> [GIVEN DATA]
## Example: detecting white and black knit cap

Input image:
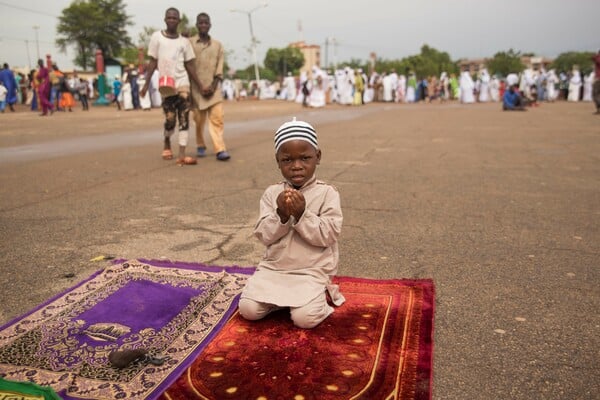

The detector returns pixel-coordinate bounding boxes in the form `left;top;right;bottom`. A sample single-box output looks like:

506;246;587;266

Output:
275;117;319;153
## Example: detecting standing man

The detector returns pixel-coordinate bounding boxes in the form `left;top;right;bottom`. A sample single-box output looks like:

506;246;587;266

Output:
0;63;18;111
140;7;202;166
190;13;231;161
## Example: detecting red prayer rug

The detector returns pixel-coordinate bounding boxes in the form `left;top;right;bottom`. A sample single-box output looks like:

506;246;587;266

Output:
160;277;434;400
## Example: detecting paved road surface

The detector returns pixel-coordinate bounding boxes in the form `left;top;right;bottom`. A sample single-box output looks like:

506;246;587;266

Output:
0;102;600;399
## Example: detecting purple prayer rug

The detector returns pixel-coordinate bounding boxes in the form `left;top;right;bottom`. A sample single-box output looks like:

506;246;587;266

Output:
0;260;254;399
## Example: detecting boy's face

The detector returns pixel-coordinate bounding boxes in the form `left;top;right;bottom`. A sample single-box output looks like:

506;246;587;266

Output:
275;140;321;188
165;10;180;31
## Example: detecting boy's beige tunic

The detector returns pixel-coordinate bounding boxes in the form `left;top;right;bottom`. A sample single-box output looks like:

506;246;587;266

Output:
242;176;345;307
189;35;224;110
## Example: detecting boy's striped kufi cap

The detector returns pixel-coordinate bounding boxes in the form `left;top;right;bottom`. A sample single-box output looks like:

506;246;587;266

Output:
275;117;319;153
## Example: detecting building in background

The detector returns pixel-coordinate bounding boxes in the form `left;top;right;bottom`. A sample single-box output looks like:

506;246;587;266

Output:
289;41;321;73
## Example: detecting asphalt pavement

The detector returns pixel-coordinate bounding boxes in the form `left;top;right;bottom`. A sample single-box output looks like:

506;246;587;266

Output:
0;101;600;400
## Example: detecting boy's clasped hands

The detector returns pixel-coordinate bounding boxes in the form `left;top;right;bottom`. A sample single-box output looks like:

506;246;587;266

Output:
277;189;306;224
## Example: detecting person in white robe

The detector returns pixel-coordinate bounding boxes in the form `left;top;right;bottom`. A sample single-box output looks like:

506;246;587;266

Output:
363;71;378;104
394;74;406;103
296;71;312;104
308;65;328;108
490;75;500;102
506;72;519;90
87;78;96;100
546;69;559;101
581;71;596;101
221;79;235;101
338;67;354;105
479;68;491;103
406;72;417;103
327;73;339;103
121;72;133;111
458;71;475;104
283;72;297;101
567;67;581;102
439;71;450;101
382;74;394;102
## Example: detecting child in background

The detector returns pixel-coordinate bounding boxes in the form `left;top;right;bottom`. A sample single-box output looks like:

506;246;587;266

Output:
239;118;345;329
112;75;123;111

* * *

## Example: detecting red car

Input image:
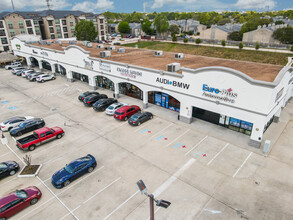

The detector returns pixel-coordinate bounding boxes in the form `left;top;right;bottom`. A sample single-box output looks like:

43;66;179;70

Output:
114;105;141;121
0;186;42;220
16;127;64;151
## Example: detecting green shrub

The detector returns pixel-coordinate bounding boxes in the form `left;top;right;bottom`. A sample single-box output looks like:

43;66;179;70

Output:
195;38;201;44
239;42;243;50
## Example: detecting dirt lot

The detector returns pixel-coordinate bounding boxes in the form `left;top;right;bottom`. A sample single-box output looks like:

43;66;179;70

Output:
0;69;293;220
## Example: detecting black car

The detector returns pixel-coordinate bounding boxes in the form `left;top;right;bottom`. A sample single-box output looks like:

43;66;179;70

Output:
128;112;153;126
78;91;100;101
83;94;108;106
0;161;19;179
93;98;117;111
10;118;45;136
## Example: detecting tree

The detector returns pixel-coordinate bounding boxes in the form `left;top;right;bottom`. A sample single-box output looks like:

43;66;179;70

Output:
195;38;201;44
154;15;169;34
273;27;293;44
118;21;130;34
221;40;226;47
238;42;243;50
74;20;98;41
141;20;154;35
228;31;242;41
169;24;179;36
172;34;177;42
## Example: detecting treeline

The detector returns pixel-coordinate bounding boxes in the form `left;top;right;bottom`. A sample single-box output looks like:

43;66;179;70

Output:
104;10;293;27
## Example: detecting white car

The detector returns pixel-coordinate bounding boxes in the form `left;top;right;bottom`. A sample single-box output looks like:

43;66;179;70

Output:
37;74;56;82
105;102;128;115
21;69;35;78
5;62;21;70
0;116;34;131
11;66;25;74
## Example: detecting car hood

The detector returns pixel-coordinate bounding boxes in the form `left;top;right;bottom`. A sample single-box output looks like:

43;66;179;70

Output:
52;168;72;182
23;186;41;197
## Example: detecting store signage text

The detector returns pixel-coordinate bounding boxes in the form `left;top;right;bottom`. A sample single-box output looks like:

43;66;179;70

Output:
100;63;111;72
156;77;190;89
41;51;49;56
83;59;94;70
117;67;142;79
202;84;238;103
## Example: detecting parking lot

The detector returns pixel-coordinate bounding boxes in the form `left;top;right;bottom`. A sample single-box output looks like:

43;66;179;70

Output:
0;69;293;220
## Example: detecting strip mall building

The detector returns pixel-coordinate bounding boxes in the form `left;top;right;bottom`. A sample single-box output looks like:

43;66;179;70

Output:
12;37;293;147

--

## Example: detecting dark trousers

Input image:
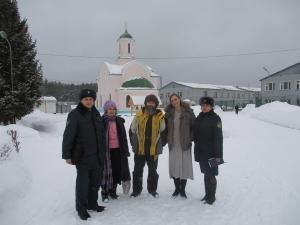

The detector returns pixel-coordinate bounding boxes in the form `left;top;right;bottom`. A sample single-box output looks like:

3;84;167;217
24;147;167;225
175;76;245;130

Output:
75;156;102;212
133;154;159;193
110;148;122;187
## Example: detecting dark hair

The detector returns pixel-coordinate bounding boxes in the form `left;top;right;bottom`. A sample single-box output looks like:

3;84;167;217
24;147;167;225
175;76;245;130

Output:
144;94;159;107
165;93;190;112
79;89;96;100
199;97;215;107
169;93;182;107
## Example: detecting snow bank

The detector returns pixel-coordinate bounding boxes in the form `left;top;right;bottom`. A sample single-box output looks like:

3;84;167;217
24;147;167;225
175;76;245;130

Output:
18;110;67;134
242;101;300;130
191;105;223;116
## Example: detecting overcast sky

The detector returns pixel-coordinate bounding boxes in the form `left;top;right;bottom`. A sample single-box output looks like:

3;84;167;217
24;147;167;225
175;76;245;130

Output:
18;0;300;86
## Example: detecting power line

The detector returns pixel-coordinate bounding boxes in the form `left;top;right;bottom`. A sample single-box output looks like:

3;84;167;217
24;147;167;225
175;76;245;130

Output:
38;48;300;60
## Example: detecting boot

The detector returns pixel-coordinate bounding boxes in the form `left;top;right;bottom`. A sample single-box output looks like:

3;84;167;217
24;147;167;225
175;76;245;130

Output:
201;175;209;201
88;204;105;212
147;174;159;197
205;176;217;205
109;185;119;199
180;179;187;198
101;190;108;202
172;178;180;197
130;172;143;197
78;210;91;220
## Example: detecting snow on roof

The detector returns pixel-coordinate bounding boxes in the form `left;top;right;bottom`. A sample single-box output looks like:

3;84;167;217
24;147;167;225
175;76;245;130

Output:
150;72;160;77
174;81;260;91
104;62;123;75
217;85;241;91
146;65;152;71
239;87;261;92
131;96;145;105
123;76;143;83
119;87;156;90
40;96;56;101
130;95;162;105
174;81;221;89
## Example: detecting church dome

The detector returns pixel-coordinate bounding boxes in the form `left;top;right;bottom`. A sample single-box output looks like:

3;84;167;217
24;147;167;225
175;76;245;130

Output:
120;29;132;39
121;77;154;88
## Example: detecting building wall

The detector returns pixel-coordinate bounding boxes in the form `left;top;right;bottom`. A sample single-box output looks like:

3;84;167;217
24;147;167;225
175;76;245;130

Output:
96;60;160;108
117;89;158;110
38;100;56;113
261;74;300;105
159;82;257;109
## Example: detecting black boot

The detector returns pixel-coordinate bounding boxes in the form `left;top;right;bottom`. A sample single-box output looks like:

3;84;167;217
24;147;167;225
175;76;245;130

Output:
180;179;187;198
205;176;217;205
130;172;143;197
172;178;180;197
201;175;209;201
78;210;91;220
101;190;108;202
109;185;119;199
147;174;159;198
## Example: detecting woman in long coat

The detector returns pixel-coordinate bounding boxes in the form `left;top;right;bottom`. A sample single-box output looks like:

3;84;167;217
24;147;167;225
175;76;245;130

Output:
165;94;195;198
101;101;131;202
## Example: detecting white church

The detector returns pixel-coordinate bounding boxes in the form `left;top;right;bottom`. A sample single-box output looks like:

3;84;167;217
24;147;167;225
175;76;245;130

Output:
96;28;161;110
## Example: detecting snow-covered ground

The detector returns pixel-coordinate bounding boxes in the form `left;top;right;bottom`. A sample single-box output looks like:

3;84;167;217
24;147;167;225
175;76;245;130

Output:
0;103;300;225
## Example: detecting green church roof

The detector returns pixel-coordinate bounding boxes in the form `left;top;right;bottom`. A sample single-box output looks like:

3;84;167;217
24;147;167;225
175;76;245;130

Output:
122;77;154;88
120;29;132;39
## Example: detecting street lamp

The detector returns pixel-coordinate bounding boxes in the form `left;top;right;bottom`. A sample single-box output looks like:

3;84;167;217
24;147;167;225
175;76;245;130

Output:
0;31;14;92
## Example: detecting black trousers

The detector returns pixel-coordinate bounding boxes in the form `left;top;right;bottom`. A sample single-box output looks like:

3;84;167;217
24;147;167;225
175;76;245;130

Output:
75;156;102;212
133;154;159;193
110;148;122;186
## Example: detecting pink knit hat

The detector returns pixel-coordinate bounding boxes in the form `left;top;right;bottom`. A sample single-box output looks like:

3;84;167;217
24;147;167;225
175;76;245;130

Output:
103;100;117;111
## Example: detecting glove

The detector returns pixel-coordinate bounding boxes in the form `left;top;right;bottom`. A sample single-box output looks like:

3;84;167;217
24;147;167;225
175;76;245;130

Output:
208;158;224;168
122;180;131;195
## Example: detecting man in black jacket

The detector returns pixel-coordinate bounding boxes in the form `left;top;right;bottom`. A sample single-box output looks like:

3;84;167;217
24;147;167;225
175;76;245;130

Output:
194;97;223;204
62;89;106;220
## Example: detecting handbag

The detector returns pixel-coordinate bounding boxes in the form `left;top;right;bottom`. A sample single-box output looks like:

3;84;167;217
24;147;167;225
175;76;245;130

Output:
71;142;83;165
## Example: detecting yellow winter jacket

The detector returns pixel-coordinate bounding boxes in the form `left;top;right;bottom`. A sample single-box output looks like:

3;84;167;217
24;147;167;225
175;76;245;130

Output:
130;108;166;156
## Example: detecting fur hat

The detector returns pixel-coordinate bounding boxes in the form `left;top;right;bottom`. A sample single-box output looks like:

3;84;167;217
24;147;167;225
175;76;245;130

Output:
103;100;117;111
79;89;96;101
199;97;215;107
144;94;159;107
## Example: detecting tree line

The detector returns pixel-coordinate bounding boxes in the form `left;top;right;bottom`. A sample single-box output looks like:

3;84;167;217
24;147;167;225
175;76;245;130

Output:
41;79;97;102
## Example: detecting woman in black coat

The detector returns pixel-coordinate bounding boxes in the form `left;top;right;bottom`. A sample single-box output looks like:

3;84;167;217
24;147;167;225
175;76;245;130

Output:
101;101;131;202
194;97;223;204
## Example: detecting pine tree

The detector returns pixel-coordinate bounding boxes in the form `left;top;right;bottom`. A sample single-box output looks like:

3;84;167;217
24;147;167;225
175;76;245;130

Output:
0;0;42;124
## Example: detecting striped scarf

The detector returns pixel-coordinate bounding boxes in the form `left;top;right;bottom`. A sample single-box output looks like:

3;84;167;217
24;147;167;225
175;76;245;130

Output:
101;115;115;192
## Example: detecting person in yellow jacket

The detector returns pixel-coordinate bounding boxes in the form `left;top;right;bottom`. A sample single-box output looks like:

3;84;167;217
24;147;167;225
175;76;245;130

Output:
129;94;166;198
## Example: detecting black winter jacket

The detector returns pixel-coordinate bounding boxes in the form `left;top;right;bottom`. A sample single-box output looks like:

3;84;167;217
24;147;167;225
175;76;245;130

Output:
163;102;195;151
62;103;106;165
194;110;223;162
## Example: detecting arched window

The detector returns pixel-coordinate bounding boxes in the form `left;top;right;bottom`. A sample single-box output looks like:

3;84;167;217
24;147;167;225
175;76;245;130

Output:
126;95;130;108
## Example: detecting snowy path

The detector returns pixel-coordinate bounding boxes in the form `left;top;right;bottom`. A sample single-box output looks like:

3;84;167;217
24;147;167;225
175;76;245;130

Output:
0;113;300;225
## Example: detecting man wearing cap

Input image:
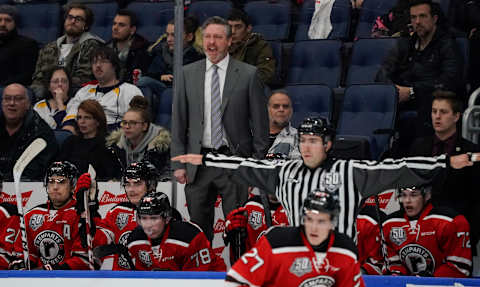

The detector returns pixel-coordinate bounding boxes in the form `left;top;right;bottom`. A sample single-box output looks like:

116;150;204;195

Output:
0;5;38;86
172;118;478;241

> [YOUR INSTRUCTIONS] Edit the records from the line with "## Example: detecting pine tree" to the line with "172;118;478;241" by changing every "detector" to "locator" and keeping all else the same. Return only those lines, with the pictures left out.

> [THE SOLUTION]
## Example: detecting pine tree

The locator returns pixel-coordinate bounding boxes in the form `left;top;right;bottom`. A sample single-box output looks like:

3;84;167;217
24;147;167;225
175;76;245;130

Output:
0;0;42;124
## Example: detecting striped scarf

The locator returns pixel-coordinate bounding boxes in the form `left;top;right;bottom`. A sample single-box output looks like:

3;84;167;217
24;147;167;225
175;76;245;130

Output:
101;115;115;192
## Example: detecting person in yellow jacket

The locator returns pixel-coordinate bounding boxes in the form `left;top;right;bottom`. A sample single-box output looks like:

3;84;167;217
24;147;167;225
175;76;245;130

Output:
129;94;166;198
## Example: detecting black winter jacket

The locator returns pixel-coordinate bounding boxes in the form `left;top;right;bottom`. A sample single-box output looks like:

3;84;167;217
24;147;167;225
175;76;245;130

Output:
163;102;195;151
62;103;106;165
194;110;223;162
## Example: detecting arched window

The locator returns pixel-coordinate bounding boxes in the form `left;top;right;bottom`. A sample single-box output looks like:

3;84;167;217
24;147;167;225
175;76;245;130

Output:
126;95;130;108
## Example: detecting snowy path

The locator returns pixel-coordinate bounding boxes in the form `left;top;right;bottom`. A sample single-box output looks like:

3;84;167;217
24;147;167;225
175;76;245;130

Output:
0;113;300;225
## Example: detecting man wearing cap

Input image:

The locator returns pixel-coordinate bounding boxes in the form `left;top;right;bottom`. A sample single-box output looks like:

116;150;204;195

Output:
0;5;38;86
172;118;478;241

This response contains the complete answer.